== TASK TO COMPLETE ==
A single figure is the whole answer: the number of lines in the entries that contain "garage".

___

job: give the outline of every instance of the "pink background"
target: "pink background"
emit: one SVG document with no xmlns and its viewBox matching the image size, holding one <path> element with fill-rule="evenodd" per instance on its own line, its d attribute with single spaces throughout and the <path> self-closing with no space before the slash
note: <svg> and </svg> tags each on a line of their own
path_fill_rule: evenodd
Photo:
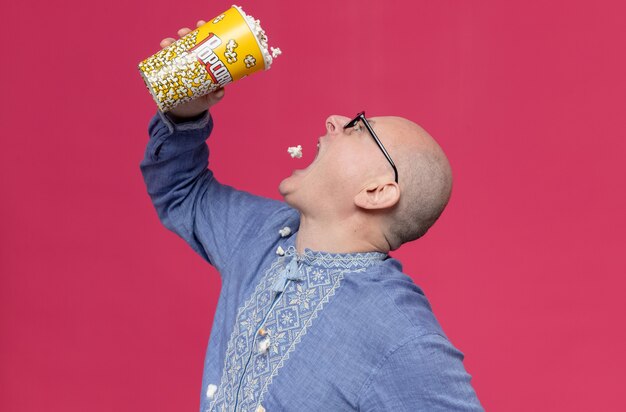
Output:
<svg viewBox="0 0 626 412">
<path fill-rule="evenodd" d="M 146 194 L 137 64 L 231 3 L 174 4 L 3 2 L 3 411 L 198 408 L 220 280 Z M 213 110 L 216 175 L 279 198 L 328 115 L 420 123 L 453 196 L 393 255 L 484 407 L 626 410 L 624 3 L 238 4 L 284 54 Z"/>
</svg>

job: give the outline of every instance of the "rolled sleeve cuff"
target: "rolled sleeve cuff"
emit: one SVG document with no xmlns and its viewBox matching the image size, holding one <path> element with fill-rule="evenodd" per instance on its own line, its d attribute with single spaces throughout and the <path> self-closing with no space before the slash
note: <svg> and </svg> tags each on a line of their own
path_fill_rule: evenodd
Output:
<svg viewBox="0 0 626 412">
<path fill-rule="evenodd" d="M 163 123 L 167 126 L 170 133 L 174 134 L 177 131 L 185 131 L 185 130 L 197 130 L 204 129 L 209 124 L 209 119 L 211 114 L 208 110 L 202 112 L 196 117 L 193 117 L 189 120 L 185 120 L 183 122 L 175 122 L 167 113 L 162 112 L 160 109 L 157 109 L 158 115 L 163 120 Z"/>
<path fill-rule="evenodd" d="M 213 117 L 207 110 L 197 118 L 176 123 L 157 109 L 150 120 L 150 140 L 146 147 L 146 161 L 162 161 L 193 150 L 205 143 L 213 130 Z"/>
</svg>

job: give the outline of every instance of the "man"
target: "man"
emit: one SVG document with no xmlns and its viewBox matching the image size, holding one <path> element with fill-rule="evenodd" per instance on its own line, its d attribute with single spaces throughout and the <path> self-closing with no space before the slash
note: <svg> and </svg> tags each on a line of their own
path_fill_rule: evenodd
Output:
<svg viewBox="0 0 626 412">
<path fill-rule="evenodd" d="M 280 202 L 208 168 L 209 108 L 223 96 L 157 110 L 141 163 L 163 224 L 222 278 L 201 411 L 482 410 L 463 354 L 388 255 L 448 202 L 437 143 L 406 119 L 330 116 Z"/>
</svg>

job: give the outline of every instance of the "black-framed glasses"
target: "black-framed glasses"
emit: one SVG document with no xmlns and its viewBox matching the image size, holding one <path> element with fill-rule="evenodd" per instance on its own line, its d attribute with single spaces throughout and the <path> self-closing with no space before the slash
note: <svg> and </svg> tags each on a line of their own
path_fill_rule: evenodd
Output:
<svg viewBox="0 0 626 412">
<path fill-rule="evenodd" d="M 348 123 L 346 123 L 346 125 L 343 128 L 347 129 L 349 127 L 354 127 L 359 120 L 363 121 L 363 124 L 367 128 L 367 131 L 370 132 L 370 135 L 372 135 L 372 137 L 376 141 L 376 144 L 378 145 L 378 147 L 380 147 L 380 150 L 383 152 L 383 154 L 385 155 L 385 157 L 389 161 L 389 164 L 391 165 L 391 167 L 393 167 L 393 173 L 395 175 L 395 180 L 396 180 L 396 183 L 398 183 L 398 169 L 396 169 L 396 165 L 393 163 L 393 160 L 391 160 L 391 156 L 389 156 L 389 153 L 387 153 L 387 150 L 385 150 L 385 146 L 383 146 L 383 144 L 381 143 L 381 141 L 378 138 L 378 136 L 376 136 L 376 133 L 374 132 L 374 129 L 372 129 L 372 126 L 370 126 L 370 123 L 365 118 L 365 111 L 362 111 L 361 113 L 357 114 L 356 117 L 354 119 L 350 120 Z"/>
</svg>

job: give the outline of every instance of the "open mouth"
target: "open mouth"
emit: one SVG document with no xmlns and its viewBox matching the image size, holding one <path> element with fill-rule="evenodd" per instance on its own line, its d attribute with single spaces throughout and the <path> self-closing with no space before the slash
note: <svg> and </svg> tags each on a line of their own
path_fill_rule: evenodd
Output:
<svg viewBox="0 0 626 412">
<path fill-rule="evenodd" d="M 304 169 L 296 169 L 294 170 L 294 172 L 299 173 L 299 172 L 307 172 L 309 169 L 311 169 L 311 167 L 315 164 L 315 162 L 317 161 L 317 158 L 319 157 L 320 154 L 320 149 L 321 149 L 321 143 L 320 140 L 317 140 L 317 145 L 316 145 L 316 151 L 315 151 L 315 157 L 313 158 L 313 160 L 311 161 L 311 163 L 309 163 L 308 166 L 306 166 Z"/>
<path fill-rule="evenodd" d="M 317 145 L 316 145 L 317 146 L 317 150 L 315 151 L 315 157 L 313 158 L 314 162 L 317 160 L 317 157 L 319 156 L 321 148 L 322 148 L 321 147 L 322 143 L 320 142 L 320 139 L 321 139 L 321 137 L 317 139 Z"/>
</svg>

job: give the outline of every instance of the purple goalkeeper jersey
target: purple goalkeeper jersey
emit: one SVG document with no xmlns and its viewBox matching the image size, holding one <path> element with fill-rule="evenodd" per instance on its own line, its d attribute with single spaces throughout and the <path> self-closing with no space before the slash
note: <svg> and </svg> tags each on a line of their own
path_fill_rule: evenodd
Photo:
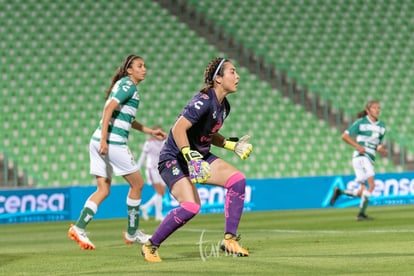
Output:
<svg viewBox="0 0 414 276">
<path fill-rule="evenodd" d="M 224 98 L 220 104 L 213 89 L 209 89 L 207 94 L 196 93 L 178 116 L 184 116 L 192 124 L 187 130 L 190 148 L 206 156 L 210 152 L 213 134 L 219 131 L 229 113 L 229 102 Z M 183 156 L 170 130 L 159 161 L 177 158 L 183 159 Z"/>
</svg>

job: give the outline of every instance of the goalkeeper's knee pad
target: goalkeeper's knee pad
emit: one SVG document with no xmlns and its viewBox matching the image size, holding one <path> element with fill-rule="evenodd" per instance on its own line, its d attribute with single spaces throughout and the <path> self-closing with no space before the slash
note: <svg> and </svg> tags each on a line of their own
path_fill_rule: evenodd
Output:
<svg viewBox="0 0 414 276">
<path fill-rule="evenodd" d="M 195 202 L 186 201 L 181 203 L 180 206 L 188 212 L 193 213 L 194 215 L 200 212 L 200 204 L 197 204 Z"/>
<path fill-rule="evenodd" d="M 244 193 L 244 190 L 246 188 L 246 177 L 241 172 L 237 172 L 230 176 L 224 187 L 227 189 L 232 188 L 233 190 Z"/>
</svg>

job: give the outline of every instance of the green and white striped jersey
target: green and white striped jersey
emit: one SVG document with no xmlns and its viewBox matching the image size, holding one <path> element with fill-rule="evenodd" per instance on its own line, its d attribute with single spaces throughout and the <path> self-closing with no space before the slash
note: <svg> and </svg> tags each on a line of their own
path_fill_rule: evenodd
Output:
<svg viewBox="0 0 414 276">
<path fill-rule="evenodd" d="M 375 162 L 377 147 L 381 144 L 385 131 L 385 124 L 382 121 L 372 122 L 368 116 L 364 116 L 356 120 L 345 132 L 350 136 L 356 136 L 357 143 L 365 147 L 365 155 Z M 358 155 L 360 153 L 354 151 L 353 156 Z"/>
<path fill-rule="evenodd" d="M 139 106 L 139 93 L 137 85 L 135 85 L 129 77 L 123 77 L 118 80 L 105 106 L 112 100 L 119 103 L 118 108 L 112 113 L 108 127 L 108 143 L 124 145 L 128 141 L 129 131 Z M 101 139 L 102 120 L 99 127 L 93 133 L 92 139 L 100 141 Z"/>
</svg>

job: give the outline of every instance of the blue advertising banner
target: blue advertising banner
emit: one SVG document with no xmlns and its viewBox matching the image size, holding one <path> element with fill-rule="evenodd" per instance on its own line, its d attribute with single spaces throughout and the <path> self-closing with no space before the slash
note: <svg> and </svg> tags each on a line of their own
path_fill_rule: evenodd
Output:
<svg viewBox="0 0 414 276">
<path fill-rule="evenodd" d="M 388 173 L 375 176 L 375 190 L 370 205 L 414 203 L 414 173 Z M 249 179 L 246 186 L 245 211 L 332 208 L 329 201 L 335 187 L 358 187 L 353 175 L 278 179 Z M 95 186 L 54 189 L 0 190 L 0 223 L 76 220 L 85 200 Z M 128 185 L 113 185 L 110 196 L 99 206 L 94 219 L 126 217 Z M 222 213 L 226 189 L 197 185 L 201 213 Z M 152 197 L 154 190 L 145 186 L 142 201 Z M 341 196 L 335 208 L 359 205 L 359 198 Z M 178 206 L 168 193 L 163 198 L 163 211 Z M 149 210 L 149 215 L 153 215 Z"/>
<path fill-rule="evenodd" d="M 126 197 L 128 189 L 129 185 L 112 185 L 109 197 L 98 207 L 98 213 L 94 216 L 94 219 L 126 217 Z M 85 201 L 95 190 L 95 186 L 70 188 L 70 220 L 78 219 Z M 143 202 L 152 195 L 152 190 L 152 188 L 145 186 L 142 194 Z"/>
<path fill-rule="evenodd" d="M 327 187 L 321 207 L 328 207 L 335 187 L 340 189 L 357 189 L 359 184 L 350 176 L 334 177 Z M 359 205 L 360 199 L 342 196 L 335 207 L 345 208 Z M 375 189 L 370 198 L 370 205 L 397 205 L 414 203 L 414 173 L 394 173 L 375 175 Z"/>
<path fill-rule="evenodd" d="M 0 223 L 70 219 L 70 188 L 0 190 Z"/>
</svg>

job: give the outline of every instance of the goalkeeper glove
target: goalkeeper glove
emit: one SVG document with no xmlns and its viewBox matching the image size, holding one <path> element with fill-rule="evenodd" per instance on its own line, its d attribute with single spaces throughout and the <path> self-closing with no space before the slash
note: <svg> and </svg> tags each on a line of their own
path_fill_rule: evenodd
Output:
<svg viewBox="0 0 414 276">
<path fill-rule="evenodd" d="M 203 156 L 190 147 L 183 147 L 181 153 L 187 161 L 191 183 L 205 183 L 210 177 L 210 164 L 203 160 Z"/>
<path fill-rule="evenodd" d="M 244 135 L 240 140 L 238 138 L 230 138 L 224 143 L 224 148 L 234 151 L 242 160 L 245 160 L 253 150 L 252 144 L 247 143 L 249 139 L 249 135 Z"/>
</svg>

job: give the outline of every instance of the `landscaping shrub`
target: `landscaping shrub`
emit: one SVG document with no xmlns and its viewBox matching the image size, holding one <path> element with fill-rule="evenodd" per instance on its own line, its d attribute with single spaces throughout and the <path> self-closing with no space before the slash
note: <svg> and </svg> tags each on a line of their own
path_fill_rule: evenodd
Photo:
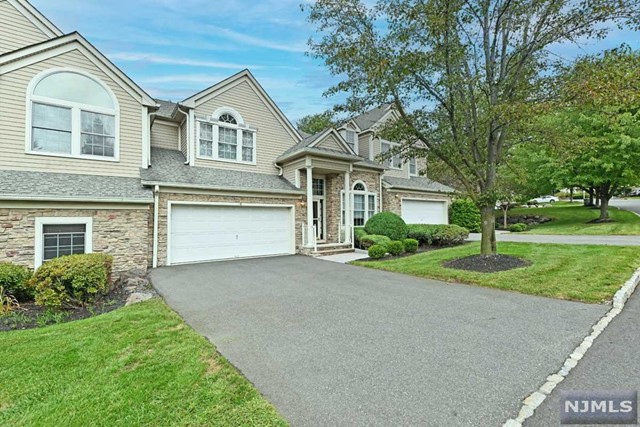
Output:
<svg viewBox="0 0 640 427">
<path fill-rule="evenodd" d="M 527 231 L 527 224 L 523 224 L 521 222 L 511 224 L 509 226 L 509 231 L 511 231 L 512 233 L 521 233 L 523 231 Z"/>
<path fill-rule="evenodd" d="M 404 239 L 404 250 L 409 253 L 418 251 L 419 242 L 416 239 Z"/>
<path fill-rule="evenodd" d="M 81 306 L 109 291 L 113 257 L 68 255 L 45 262 L 29 280 L 36 304 L 51 308 Z"/>
<path fill-rule="evenodd" d="M 409 224 L 408 234 L 421 245 L 448 246 L 464 242 L 469 237 L 469 230 L 458 225 Z"/>
<path fill-rule="evenodd" d="M 31 270 L 26 267 L 0 263 L 0 287 L 16 300 L 28 301 L 33 298 L 33 289 L 27 286 L 31 274 Z"/>
<path fill-rule="evenodd" d="M 353 227 L 353 243 L 359 248 L 362 247 L 362 243 L 360 239 L 367 235 L 367 232 L 364 231 L 364 227 Z"/>
<path fill-rule="evenodd" d="M 387 248 L 382 245 L 373 245 L 369 248 L 369 258 L 380 259 L 387 254 Z"/>
<path fill-rule="evenodd" d="M 404 252 L 404 243 L 401 240 L 394 240 L 387 245 L 387 252 L 391 255 L 400 255 Z"/>
<path fill-rule="evenodd" d="M 479 233 L 480 210 L 470 199 L 456 199 L 449 207 L 449 223 L 464 227 L 472 233 Z"/>
<path fill-rule="evenodd" d="M 380 212 L 369 218 L 364 225 L 367 234 L 387 236 L 391 240 L 407 238 L 407 224 L 393 212 Z"/>
<path fill-rule="evenodd" d="M 387 236 L 380 236 L 378 234 L 367 234 L 360 238 L 362 249 L 369 249 L 373 245 L 384 246 L 386 249 L 389 243 L 391 243 L 390 238 Z"/>
</svg>

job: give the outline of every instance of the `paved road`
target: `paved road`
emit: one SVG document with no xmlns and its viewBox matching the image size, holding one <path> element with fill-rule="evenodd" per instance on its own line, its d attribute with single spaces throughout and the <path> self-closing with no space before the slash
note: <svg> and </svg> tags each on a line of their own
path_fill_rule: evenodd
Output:
<svg viewBox="0 0 640 427">
<path fill-rule="evenodd" d="M 499 426 L 606 311 L 288 256 L 151 272 L 294 426 Z"/>
<path fill-rule="evenodd" d="M 615 206 L 620 209 L 626 209 L 640 215 L 640 197 L 633 197 L 628 199 L 611 199 L 609 204 L 611 206 Z"/>
<path fill-rule="evenodd" d="M 569 376 L 527 420 L 525 427 L 558 426 L 561 390 L 640 391 L 640 293 L 595 340 Z"/>
<path fill-rule="evenodd" d="M 561 243 L 567 245 L 613 245 L 640 246 L 640 236 L 598 236 L 598 235 L 561 235 L 561 234 L 520 234 L 496 233 L 498 242 L 529 242 L 529 243 Z M 480 233 L 471 233 L 467 239 L 471 242 L 480 241 Z"/>
</svg>

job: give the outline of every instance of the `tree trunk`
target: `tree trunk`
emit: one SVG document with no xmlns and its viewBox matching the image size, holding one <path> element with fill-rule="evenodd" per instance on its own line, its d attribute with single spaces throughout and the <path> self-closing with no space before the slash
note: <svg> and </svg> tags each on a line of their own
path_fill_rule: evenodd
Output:
<svg viewBox="0 0 640 427">
<path fill-rule="evenodd" d="M 569 190 L 569 202 L 573 203 L 573 187 Z"/>
<path fill-rule="evenodd" d="M 609 219 L 609 199 L 603 197 L 600 199 L 600 220 Z"/>
<path fill-rule="evenodd" d="M 509 210 L 509 205 L 506 208 L 502 208 L 502 226 L 504 229 L 509 228 L 509 221 L 507 221 L 507 211 Z"/>
<path fill-rule="evenodd" d="M 593 206 L 593 187 L 589 187 L 589 204 L 587 206 Z"/>
<path fill-rule="evenodd" d="M 496 211 L 494 206 L 484 206 L 480 209 L 482 219 L 480 241 L 480 255 L 495 255 L 496 250 Z"/>
</svg>

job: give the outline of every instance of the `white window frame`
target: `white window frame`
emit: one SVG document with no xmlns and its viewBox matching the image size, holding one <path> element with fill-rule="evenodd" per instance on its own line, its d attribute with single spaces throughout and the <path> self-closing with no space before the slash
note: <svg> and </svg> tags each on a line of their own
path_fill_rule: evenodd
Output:
<svg viewBox="0 0 640 427">
<path fill-rule="evenodd" d="M 218 118 L 223 114 L 229 114 L 236 119 L 237 124 L 224 123 L 220 122 Z M 213 150 L 212 156 L 204 156 L 200 154 L 200 123 L 208 123 L 212 125 L 212 137 L 213 137 Z M 219 129 L 227 128 L 233 129 L 236 131 L 236 158 L 235 159 L 225 159 L 218 156 L 218 143 L 219 143 Z M 242 140 L 243 140 L 243 132 L 249 132 L 253 135 L 253 160 L 242 160 Z M 251 126 L 247 126 L 240 115 L 236 110 L 230 107 L 222 107 L 218 108 L 216 111 L 211 114 L 210 117 L 198 117 L 196 119 L 196 140 L 198 141 L 196 148 L 196 158 L 202 160 L 215 160 L 218 162 L 226 162 L 226 163 L 240 163 L 244 165 L 255 165 L 258 158 L 258 149 L 256 143 L 256 134 L 258 130 Z"/>
<path fill-rule="evenodd" d="M 84 225 L 84 253 L 90 254 L 93 252 L 93 218 L 91 217 L 38 217 L 35 221 L 36 235 L 35 246 L 33 252 L 33 267 L 38 268 L 42 265 L 43 251 L 44 251 L 44 238 L 43 228 L 45 225 Z"/>
<path fill-rule="evenodd" d="M 387 144 L 389 146 L 389 150 L 390 151 L 393 147 L 397 146 L 398 144 L 395 142 L 391 142 L 391 141 L 387 141 L 386 139 L 381 139 L 380 140 L 380 154 L 384 154 L 385 151 L 382 149 L 382 145 L 383 144 Z M 398 163 L 400 164 L 400 166 L 394 166 L 394 159 L 398 160 Z M 388 163 L 387 163 L 388 162 Z M 402 157 L 400 157 L 399 154 L 395 154 L 393 157 L 391 157 L 390 159 L 386 159 L 385 161 L 383 161 L 382 163 L 384 166 L 387 166 L 389 169 L 395 169 L 395 170 L 402 170 Z"/>
<path fill-rule="evenodd" d="M 415 172 L 411 172 L 411 164 L 413 163 L 413 165 L 415 166 Z M 409 159 L 409 176 L 418 176 L 419 174 L 419 170 L 418 170 L 418 159 L 415 157 L 412 157 Z"/>
<path fill-rule="evenodd" d="M 113 100 L 113 104 L 115 109 L 109 109 L 104 107 L 96 107 L 93 105 L 86 105 L 78 102 L 64 101 L 55 98 L 49 98 L 44 96 L 33 95 L 33 91 L 43 79 L 49 77 L 52 74 L 56 73 L 74 73 L 79 74 L 84 77 L 90 78 L 91 80 L 98 83 L 108 94 L 111 96 Z M 54 153 L 48 151 L 39 151 L 32 149 L 32 132 L 33 132 L 33 103 L 36 104 L 45 104 L 51 105 L 54 107 L 62 107 L 71 109 L 71 153 Z M 74 158 L 74 159 L 85 159 L 85 160 L 98 160 L 103 162 L 119 162 L 120 161 L 120 104 L 118 103 L 118 98 L 115 96 L 111 88 L 104 84 L 102 80 L 93 76 L 92 74 L 87 73 L 83 70 L 77 70 L 75 68 L 52 68 L 45 70 L 31 79 L 29 86 L 27 87 L 27 103 L 26 103 L 26 131 L 25 131 L 25 152 L 27 154 L 33 154 L 38 156 L 49 156 L 49 157 L 66 157 L 66 158 Z M 114 134 L 114 144 L 113 144 L 113 157 L 107 156 L 95 156 L 91 154 L 82 154 L 82 111 L 87 113 L 97 113 L 104 114 L 108 116 L 115 117 L 115 134 Z"/>
<path fill-rule="evenodd" d="M 362 184 L 364 186 L 364 190 L 354 190 L 355 186 L 357 184 Z M 373 191 L 369 191 L 369 188 L 367 187 L 367 184 L 365 184 L 363 181 L 355 181 L 353 183 L 353 185 L 351 186 L 351 191 L 350 191 L 350 195 L 351 195 L 351 218 L 354 218 L 353 214 L 354 214 L 354 195 L 362 195 L 364 196 L 364 223 L 366 224 L 367 221 L 369 220 L 369 218 L 371 218 L 373 215 L 377 214 L 379 212 L 378 210 L 378 193 L 375 193 Z M 373 206 L 373 212 L 369 211 L 369 196 L 373 196 L 374 198 L 374 206 Z M 344 223 L 345 217 L 344 217 L 344 190 L 340 191 L 340 224 L 342 226 L 345 226 Z M 354 227 L 363 227 L 363 225 L 354 225 Z"/>
<path fill-rule="evenodd" d="M 359 139 L 358 138 L 358 132 L 356 132 L 353 129 L 346 128 L 346 129 L 343 130 L 342 137 L 344 138 L 344 140 L 347 143 L 347 145 L 349 145 L 349 140 L 347 139 L 347 133 L 349 133 L 349 132 L 353 133 L 353 147 L 352 147 L 353 151 L 356 154 L 359 154 L 360 153 L 360 150 L 359 150 L 360 147 L 358 147 L 358 139 Z"/>
</svg>

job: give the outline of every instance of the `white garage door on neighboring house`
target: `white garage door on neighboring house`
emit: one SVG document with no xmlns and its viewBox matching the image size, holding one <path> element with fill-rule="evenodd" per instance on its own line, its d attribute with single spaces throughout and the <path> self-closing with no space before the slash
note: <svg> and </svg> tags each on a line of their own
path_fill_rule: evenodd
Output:
<svg viewBox="0 0 640 427">
<path fill-rule="evenodd" d="M 295 253 L 293 208 L 171 204 L 169 264 Z"/>
<path fill-rule="evenodd" d="M 447 202 L 403 199 L 402 219 L 407 224 L 448 224 Z"/>
</svg>

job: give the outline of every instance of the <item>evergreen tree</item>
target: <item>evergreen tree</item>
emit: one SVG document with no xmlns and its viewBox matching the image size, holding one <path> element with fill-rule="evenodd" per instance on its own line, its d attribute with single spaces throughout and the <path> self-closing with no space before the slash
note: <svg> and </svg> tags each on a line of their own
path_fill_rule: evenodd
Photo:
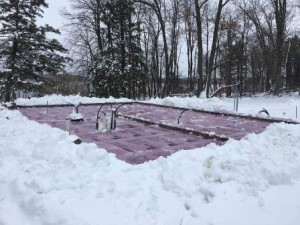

___

== ANSWER TO THIS TASK ==
2